[EXCERPT TO READ Boundary: Start]
A young medical resident resists pressure from hospital administrators to discharge an elderly woman exhibiting vague yet disturbing symptoms. Eventually succumbing to the wishes of his superiors, the doctor reluctantly sends his patient home. Soon thereafter, the woman dies.
In Implant, F. Paul Wilson confronts the current trend in medical care in which treatment decisions are increasingly dictated, not by what is best for the needs of the individual patients, but by hospital and political bureaucrats primarily concerned with impersonally imposed guidelines designed to curtail expenses. In the course of this novel, Wilson also dissects Congressional committees which listen more to the the self-serving prattle of incompetent, non-practicing doctors than to those who face the gritty, often messy details of daily hospital life.
[EXCERPT TO READ Boundary: End]
[DATA FOR ANALYSIS Boundary: Start]
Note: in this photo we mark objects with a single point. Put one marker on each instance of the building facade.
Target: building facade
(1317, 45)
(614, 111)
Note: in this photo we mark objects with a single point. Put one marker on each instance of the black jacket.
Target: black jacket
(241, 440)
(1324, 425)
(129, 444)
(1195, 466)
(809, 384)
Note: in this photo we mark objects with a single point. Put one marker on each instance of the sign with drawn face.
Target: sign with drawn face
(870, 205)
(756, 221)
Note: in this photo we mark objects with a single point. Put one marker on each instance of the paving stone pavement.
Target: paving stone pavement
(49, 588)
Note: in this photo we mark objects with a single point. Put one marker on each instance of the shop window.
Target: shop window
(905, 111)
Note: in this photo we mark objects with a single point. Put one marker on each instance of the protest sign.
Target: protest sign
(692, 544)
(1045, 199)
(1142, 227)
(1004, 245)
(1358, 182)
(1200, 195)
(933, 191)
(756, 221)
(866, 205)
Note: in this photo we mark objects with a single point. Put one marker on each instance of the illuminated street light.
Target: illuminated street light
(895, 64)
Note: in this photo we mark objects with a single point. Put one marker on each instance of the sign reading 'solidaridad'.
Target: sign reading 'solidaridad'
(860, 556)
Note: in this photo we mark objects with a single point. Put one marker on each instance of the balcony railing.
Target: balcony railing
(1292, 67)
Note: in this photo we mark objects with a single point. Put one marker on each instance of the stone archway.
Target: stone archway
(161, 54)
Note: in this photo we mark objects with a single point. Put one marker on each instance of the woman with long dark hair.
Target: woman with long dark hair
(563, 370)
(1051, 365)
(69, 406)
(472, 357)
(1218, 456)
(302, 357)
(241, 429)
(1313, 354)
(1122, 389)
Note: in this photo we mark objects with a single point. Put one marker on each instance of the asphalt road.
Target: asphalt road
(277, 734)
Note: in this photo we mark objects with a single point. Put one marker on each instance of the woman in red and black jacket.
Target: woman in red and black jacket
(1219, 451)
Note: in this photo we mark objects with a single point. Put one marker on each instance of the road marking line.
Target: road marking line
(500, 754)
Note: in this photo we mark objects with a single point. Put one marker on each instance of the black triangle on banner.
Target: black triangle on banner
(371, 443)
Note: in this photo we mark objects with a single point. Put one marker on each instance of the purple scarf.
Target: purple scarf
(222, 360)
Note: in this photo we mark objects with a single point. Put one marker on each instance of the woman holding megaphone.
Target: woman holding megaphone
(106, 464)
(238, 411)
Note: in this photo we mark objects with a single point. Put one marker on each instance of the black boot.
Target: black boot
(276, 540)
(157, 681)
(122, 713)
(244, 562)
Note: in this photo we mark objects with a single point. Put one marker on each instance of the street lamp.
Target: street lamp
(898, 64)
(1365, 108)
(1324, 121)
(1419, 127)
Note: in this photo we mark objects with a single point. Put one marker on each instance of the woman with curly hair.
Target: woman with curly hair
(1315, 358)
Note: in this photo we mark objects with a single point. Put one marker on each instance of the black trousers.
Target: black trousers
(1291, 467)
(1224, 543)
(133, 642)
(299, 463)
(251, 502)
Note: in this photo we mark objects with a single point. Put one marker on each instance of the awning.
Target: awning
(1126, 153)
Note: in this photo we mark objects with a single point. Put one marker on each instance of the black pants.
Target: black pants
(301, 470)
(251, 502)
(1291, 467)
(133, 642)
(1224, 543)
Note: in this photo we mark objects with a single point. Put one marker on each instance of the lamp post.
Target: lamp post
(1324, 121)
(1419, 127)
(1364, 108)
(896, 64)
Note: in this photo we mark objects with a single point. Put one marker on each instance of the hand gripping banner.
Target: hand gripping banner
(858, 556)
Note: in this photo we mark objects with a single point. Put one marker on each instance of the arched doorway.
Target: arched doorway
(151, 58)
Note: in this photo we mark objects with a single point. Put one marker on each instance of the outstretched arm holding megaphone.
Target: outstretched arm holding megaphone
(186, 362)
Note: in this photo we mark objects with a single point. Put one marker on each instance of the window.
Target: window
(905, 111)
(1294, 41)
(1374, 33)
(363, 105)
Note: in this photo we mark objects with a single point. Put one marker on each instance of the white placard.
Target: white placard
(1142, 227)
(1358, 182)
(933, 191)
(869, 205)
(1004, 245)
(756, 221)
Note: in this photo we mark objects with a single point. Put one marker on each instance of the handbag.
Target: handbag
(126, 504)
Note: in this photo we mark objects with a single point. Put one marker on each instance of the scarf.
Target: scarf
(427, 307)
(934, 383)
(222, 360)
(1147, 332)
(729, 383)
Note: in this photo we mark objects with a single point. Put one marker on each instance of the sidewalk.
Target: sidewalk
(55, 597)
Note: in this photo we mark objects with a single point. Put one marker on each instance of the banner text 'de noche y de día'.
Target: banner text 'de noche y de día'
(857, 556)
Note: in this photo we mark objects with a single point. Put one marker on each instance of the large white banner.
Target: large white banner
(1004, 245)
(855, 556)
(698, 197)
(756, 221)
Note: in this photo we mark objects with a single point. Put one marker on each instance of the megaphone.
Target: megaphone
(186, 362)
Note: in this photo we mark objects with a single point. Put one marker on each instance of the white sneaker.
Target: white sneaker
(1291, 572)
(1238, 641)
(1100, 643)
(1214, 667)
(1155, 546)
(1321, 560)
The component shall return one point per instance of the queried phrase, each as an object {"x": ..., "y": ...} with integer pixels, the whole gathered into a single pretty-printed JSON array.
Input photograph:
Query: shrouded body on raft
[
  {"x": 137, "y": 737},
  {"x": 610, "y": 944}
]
[DATA FOR ANALYSIS Boundary: End]
[DATA FOR ANALYSIS Boundary: Start]
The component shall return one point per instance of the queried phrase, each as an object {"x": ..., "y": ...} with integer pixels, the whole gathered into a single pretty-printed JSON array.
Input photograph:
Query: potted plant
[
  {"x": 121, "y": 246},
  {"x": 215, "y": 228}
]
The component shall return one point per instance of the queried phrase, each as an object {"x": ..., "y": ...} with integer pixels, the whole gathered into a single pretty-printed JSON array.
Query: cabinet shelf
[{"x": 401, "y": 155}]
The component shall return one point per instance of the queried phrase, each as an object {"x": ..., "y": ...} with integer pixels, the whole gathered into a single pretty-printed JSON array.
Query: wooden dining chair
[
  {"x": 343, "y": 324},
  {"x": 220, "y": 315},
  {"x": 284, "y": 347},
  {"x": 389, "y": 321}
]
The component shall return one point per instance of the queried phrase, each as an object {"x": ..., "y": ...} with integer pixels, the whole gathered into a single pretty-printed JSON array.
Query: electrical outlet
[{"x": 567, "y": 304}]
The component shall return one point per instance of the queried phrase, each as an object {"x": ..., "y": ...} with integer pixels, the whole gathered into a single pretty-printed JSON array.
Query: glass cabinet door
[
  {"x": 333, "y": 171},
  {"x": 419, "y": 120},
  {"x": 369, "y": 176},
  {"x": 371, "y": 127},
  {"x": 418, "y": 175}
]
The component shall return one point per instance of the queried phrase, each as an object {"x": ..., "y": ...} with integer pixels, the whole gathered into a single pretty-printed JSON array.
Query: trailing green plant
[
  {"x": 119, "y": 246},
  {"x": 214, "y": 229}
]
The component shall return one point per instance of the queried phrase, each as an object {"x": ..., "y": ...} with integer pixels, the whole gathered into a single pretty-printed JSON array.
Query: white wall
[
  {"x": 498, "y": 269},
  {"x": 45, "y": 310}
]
[DATA FOR ANALYSIS Boundary: End]
[DATA FOR ANALYSIS Boundary: Start]
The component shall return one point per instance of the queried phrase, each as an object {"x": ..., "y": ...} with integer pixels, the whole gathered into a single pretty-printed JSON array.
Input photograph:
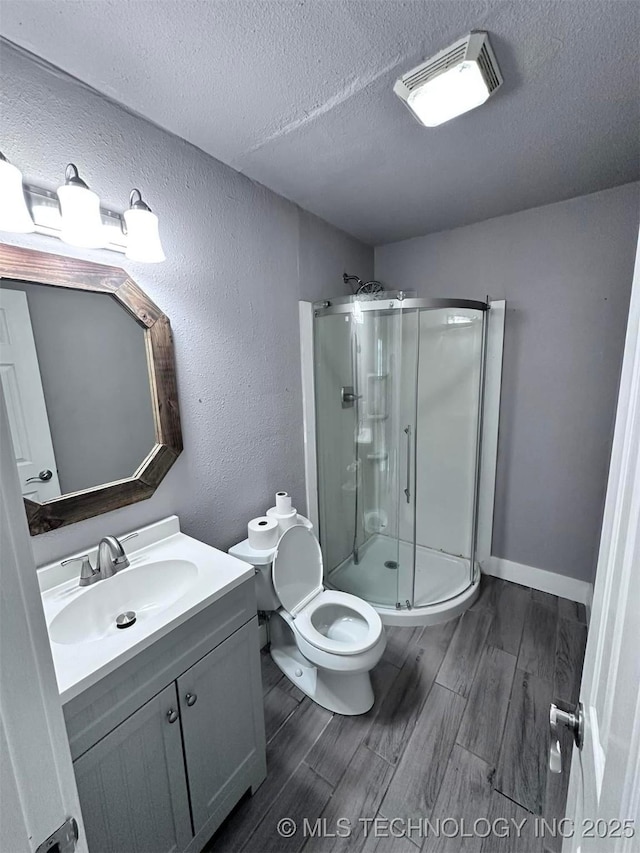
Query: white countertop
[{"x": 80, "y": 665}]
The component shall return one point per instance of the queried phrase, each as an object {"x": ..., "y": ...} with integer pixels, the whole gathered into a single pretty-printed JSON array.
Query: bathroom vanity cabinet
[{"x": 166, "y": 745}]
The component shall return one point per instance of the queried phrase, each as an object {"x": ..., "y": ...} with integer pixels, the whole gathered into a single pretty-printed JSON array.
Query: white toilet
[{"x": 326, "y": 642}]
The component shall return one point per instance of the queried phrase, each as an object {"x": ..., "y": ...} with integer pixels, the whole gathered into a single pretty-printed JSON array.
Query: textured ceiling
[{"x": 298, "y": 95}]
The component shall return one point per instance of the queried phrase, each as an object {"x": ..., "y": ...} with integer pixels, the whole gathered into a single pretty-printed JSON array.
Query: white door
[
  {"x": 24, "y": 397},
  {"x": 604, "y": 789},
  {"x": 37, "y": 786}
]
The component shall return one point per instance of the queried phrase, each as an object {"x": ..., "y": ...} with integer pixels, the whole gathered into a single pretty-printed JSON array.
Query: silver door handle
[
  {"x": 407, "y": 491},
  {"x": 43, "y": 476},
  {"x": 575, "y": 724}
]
[DATA FOR ANALYSIS Boundary: End]
• EXPLORE THE MATERIAL:
A: From the book review, list every group the text names as having authority over doctors or over decisions about medical care.
B: Copy the book review word for word, from "In Implant, F." up to and including "daily hospital life.".

• RESULTS IN ORDER:
A:
- Hospital administrators
- His superiors (the resident's)
- Hospital and political bureaucrats
- Congressional committees

B:
In Implant, F. Paul Wilson confronts the current trend in medical care in which treatment decisions are increasingly dictated, not by what is best for the needs of the individual patients, but by hospital and political bureaucrats primarily concerned with impersonally imposed guidelines designed to curtail expenses. In the course of this novel, Wilson also dissects Congressional committees which listen more to the the self-serving prattle of incompetent, non-practicing doctors than to those who face the gritty, often messy details of daily hospital life.